Please copy out the records that follow, word for word.

Records contained in a dataset
···

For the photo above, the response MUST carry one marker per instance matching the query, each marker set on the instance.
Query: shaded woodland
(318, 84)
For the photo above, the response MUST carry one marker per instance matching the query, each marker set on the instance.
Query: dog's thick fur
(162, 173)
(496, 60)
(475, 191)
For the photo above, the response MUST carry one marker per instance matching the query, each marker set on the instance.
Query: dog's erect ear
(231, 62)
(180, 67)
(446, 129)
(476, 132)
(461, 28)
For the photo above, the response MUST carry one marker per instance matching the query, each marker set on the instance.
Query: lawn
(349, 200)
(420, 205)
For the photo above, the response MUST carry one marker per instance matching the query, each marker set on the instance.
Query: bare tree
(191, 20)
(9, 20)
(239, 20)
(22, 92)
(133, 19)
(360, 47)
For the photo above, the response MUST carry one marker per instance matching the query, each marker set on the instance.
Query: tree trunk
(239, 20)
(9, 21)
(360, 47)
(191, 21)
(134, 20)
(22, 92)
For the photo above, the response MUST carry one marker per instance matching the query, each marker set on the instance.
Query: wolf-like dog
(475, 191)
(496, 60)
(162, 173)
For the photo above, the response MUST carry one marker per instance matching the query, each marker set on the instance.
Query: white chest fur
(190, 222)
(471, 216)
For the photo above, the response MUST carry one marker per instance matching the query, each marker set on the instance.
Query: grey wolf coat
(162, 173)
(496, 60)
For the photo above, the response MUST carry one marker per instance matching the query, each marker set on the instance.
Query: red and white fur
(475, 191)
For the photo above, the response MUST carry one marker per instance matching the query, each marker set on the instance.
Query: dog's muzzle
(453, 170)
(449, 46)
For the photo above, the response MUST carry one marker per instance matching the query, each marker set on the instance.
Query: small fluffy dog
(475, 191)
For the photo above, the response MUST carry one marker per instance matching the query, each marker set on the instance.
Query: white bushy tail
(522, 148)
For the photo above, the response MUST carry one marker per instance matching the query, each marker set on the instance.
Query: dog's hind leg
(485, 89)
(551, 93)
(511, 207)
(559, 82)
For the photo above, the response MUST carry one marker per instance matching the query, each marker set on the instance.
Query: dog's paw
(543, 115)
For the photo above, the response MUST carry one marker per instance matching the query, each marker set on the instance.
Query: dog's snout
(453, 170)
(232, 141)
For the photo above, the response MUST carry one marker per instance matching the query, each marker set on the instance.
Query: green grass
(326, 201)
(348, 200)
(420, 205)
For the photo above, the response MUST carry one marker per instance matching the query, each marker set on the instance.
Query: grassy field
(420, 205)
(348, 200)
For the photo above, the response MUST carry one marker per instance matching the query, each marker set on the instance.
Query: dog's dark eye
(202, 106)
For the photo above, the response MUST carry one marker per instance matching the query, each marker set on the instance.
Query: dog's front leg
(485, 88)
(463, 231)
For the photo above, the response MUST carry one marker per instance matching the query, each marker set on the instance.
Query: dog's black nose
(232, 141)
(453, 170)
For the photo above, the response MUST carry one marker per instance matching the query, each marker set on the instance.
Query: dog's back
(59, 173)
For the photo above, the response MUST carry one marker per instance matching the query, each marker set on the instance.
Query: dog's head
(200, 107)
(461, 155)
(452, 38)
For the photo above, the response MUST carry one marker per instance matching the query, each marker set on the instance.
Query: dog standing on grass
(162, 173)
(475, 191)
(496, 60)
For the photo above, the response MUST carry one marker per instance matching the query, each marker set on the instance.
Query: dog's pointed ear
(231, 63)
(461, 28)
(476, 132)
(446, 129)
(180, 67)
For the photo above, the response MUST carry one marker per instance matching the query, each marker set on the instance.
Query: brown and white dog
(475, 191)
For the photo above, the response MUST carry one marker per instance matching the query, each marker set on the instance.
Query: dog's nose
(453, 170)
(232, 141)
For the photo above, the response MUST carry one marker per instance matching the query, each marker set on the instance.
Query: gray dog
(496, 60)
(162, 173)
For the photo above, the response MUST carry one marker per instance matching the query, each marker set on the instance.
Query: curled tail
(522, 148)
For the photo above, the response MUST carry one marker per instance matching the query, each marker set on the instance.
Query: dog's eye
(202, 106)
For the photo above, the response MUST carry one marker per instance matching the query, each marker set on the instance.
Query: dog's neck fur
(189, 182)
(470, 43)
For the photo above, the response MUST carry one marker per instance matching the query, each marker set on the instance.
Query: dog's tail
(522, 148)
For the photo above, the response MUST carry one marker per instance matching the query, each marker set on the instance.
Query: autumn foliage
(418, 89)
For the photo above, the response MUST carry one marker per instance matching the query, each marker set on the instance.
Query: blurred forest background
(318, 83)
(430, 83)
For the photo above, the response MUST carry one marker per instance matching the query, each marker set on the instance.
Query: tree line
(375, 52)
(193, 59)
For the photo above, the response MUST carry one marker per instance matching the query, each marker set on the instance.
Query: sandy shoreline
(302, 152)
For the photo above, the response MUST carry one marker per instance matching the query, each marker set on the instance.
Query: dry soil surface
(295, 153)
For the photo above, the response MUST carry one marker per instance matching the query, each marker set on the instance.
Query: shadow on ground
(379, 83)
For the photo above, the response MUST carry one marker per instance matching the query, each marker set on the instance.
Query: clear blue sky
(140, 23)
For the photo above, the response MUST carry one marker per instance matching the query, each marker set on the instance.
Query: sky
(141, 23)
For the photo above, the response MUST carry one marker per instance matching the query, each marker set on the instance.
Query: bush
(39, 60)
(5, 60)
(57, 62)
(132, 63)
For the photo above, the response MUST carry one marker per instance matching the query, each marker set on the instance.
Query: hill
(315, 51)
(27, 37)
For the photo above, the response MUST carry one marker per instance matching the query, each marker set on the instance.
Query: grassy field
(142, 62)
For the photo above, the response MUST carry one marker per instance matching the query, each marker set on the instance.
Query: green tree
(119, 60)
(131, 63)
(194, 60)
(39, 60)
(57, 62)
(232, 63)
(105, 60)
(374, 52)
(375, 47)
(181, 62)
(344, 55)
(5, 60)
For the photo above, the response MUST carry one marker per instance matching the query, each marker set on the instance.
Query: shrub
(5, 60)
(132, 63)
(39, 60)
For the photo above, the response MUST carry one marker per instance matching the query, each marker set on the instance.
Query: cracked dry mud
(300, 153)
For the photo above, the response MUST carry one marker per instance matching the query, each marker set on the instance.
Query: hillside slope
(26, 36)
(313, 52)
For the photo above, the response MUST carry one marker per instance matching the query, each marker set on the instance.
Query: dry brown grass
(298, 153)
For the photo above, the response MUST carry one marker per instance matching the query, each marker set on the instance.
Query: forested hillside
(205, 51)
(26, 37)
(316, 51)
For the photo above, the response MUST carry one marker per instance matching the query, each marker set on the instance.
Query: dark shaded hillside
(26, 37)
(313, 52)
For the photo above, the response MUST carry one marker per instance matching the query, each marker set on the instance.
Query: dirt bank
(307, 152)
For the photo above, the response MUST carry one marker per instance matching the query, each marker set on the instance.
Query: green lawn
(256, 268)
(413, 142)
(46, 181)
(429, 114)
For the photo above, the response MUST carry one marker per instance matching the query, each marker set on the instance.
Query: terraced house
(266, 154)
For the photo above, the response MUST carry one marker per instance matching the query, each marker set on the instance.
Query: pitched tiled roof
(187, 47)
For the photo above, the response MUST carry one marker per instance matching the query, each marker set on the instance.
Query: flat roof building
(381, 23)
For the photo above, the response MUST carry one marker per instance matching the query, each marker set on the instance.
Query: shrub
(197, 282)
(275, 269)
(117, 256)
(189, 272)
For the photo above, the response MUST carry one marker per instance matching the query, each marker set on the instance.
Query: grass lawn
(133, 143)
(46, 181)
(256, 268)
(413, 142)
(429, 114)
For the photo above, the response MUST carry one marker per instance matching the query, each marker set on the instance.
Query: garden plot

···

■ **EXERCISE RESULT**
For the photo above, the response MUST carry one marker per instance matching the query, each marker set on the instance.
Query: shaded woodland
(318, 84)
For the photo above, the response MUST carry one marker per instance matching the query, each marker set on the instance.
Query: dog's thick fur
(162, 173)
(496, 60)
(475, 191)
For the photo above, the response MUST carry one marker per instance matching the query, each marker set on the instance.
Query: dog's erect ear
(231, 62)
(180, 67)
(446, 129)
(476, 132)
(461, 28)
For the photo above, the response MUST carry one marker per instance matching the query, each marker set on the instance.
Query: lawn
(349, 200)
(420, 205)
For the photo above, the response MUST carry one marker per instance matching the query, each marker set on the instance.
Query: bare tree
(191, 20)
(9, 20)
(239, 20)
(22, 92)
(133, 19)
(360, 47)
For the photo above, the response MUST carry one marker per instance matching the query, each marker set on the instance.
Query: tree trunk
(239, 20)
(9, 21)
(360, 47)
(191, 21)
(134, 20)
(22, 92)
For the photo above, the response MUST carry one marker per instance matching the query, each marker set on the instance.
Query: wolf-like dog
(475, 191)
(496, 60)
(162, 173)
For the photo above, the response MUST carry one marker per instance matching the query, each marker set on the instance.
Query: white chest fur
(190, 222)
(471, 216)
For the photo above, the response MUST carry one marker per instance matching the query, each marker set on the instance.
Query: grey wolf coat
(162, 173)
(496, 60)
For the photo above, the response MUST carry one marker per instance matching the query, each marker set on the instance.
Query: red and white fur
(475, 191)
For the photo above, the response MUST carry one marker per instance matching the query, each marker set on the instance.
Query: dog's muzzle
(453, 170)
(449, 46)
For the photo above, the response MUST carry one marker per instance matching the query, each marker set on the instance.
Query: small fluffy dog
(475, 191)
For the photo above, the response MUST carry one marker per instance matching the query, each marker set on the instance.
Query: white bushy tail
(522, 148)
For the photo above, the response MUST carry one marker per instance matching the query, each marker set on the instance.
Query: dog's hind leg
(485, 89)
(551, 93)
(511, 207)
(559, 82)
For the photo above, the response MUST carry one marker per instance matching the query, each marker set on the instance.
Query: dog's paw
(543, 115)
For the photo above, the response MUST carry one marker per instance matching the query, each marker set on the instance.
Query: dog's snout
(453, 170)
(232, 141)
For the photo above, the response MUST carry one marker per instance matching the query, each marker set on the instance.
Query: green grass
(326, 201)
(348, 200)
(420, 205)
For the photo above, the response MUST carry one marker per instance matching the query, each marker set on the instance.
Query: grassy field
(420, 205)
(348, 200)
For the photo above, the response MUST carry one marker per instance matching the query, each marker set on the instance.
Query: dog's dark eye
(202, 106)
For the photo above, the response MUST carry one marker per instance matching the query, each marker set on the instance.
Query: dog's front leg
(485, 88)
(463, 231)
For the photo above, the response MUST carry one marker per instance matching the query, each marker set on the instance.
Query: dog's black nose
(232, 141)
(453, 170)
For the photo above, the response MUST carry one marker per instance matching the query, each marker set on the instance.
Query: dog's back
(59, 173)
For the photo above, the response MUST carry one marker per instance matching the query, each marker set on the instance.
Query: dog's head
(200, 107)
(461, 155)
(452, 38)
For the photo above, the response MUST carry one marker per instance matching the query, each marker set on the instance.
Query: dog standing on grass
(162, 173)
(475, 191)
(496, 60)
For the photo above, the response MUST carry one marker per instance matching the query, each marker set on the instance.
Query: dog's pointed ear
(231, 63)
(461, 28)
(476, 132)
(446, 129)
(180, 67)
For the photo above, the response MUST carry one marker per instance matching the query, each marker set on the instance.
Query: brown and white dog
(475, 191)
For the photo above, the response MUST carry one marker per instance matching the query, each marker set on the instance.
Query: dog's nose
(453, 170)
(232, 141)
For the photo above, the response MUST carry one marker per instance matching the query, each marker set on the instance.
Query: gray dog
(496, 60)
(162, 173)
For the photo above, the response MUST carry one marker per instance matching the query, each marker set on the instance.
Query: curled tail
(522, 148)
For the photo above, the response MUST carry one marker per instance matching the query, each marker set on the instance.
Query: dog's eye
(202, 106)
For the photo above, the response MUST carry one marker per instance matching the query, each marker set on the instance.
Query: dog's neck fur
(189, 182)
(470, 43)
For the photo above, the response MUST carry one marker per instance matching the query, each marker set on the instance.
Query: dog's tail
(522, 148)
For the photo above, the response MUST carry one marker per instance matching the query, each marker set on the instance.
Query: autumn foliage
(418, 89)
For the photo above, the response MUST carry one marker per instance matching the query, each marker set on the instance.
Query: blurred forest background
(318, 83)
(430, 83)
For the photo above, the response MUST carry one marker per instance matching the query, each marker set on the instance.
Query: tree line
(375, 52)
(193, 59)
For the photo above, the response MUST carry one marker per instance matching the query, each marker set on the instance.
Query: sandy shoreline
(302, 152)
For the photo above, the response MUST carry one marker per instance matching the query, each marker set on the instance.
Query: dry soil surface
(295, 153)
For the photo above, the response MUST carry one marker per instance matching the query, each marker set on the instance.
Query: shadow on ground
(379, 83)
For the photo above, the response MUST carry one marker per instance matching the query, each marker set on the instance.
Query: clear blue sky
(140, 23)
For the photo above, the response MUST carry one marker per instance matching the query, each marker set on the instance.
Query: sky
(141, 23)
For the photo above, the response MUST carry one marker per instance matching the query, each marker set on the instance.
Query: bush
(39, 60)
(5, 60)
(57, 62)
(132, 63)
For the photo above, the response MUST carry one marker per instance matching the query, each marker set on the instance.
Query: hill
(315, 51)
(27, 37)
For the photo above, the response MUST carry one marker per instance matching the query, each marker set on the instance.
Query: grassy field
(142, 62)
For the photo above, the response MUST carry one marker per instance matching the query, each marker set on the instance.
Query: green tree
(119, 60)
(131, 63)
(194, 60)
(39, 60)
(57, 62)
(232, 63)
(105, 60)
(374, 52)
(375, 47)
(181, 62)
(344, 55)
(5, 60)
For the photo above, the response MUST carry one marker per instance matching the query, each marker set on the instance.
Query: shrub
(5, 60)
(132, 63)
(39, 60)
For the photo above, the response MUST carry one marker per instance matching the query, each marker set on the instance.
Query: cracked dry mud
(300, 153)
For the photo above, the response MUST carry one marker per instance matching the query, each marker set on the instance.
Query: hillside slope
(26, 36)
(313, 52)
For the photo above, the response MUST carry one marker per instance matching the query, each marker set on the instance.
Query: dry brown grass
(298, 153)
For the photo above, the response MUST carry one marker per instance matching the query, each marker set on the instance.
Query: forested hillside
(205, 51)
(26, 37)
(316, 51)
For the photo above, the response MUST carry one marker per instance matching the query, each marker set on the instance.
Query: dark shaded hillside
(26, 37)
(313, 52)
For the photo above, the response MUST carry one marker per instance matching the query, each marker set on the instance.
Query: dirt bank
(307, 152)
For the photo above, the response MUST carry one marker per instance matching the query, each marker set on the instance.
Query: green lawn
(256, 268)
(413, 142)
(46, 181)
(429, 114)
For the photo above, the response MUST carry one marker per instance matching the query, each marker set on the instance.
Query: terraced house
(266, 154)
For the photo above, the response MUST carry one marker per instance matching the query, each marker set on the instance.
Query: pitched tiled roof
(187, 47)
For the photo above, the response MUST carry one marker per instance matching the query, each marker set on the instance.
Query: flat roof building
(381, 23)
For the photo above, the response MUST carry one marker per instance matching the query, each marker set on the instance.
Query: shrub
(197, 282)
(275, 269)
(117, 256)
(189, 272)
For the photo above, the response MUST carry one marker per instance matching the query, each marker set on the instance.
Query: grass lawn
(133, 143)
(46, 181)
(256, 268)
(413, 142)
(429, 114)
For the photo above, the response MUST carry one marker per instance matching the query, each marker set on the instance.
Query: garden plot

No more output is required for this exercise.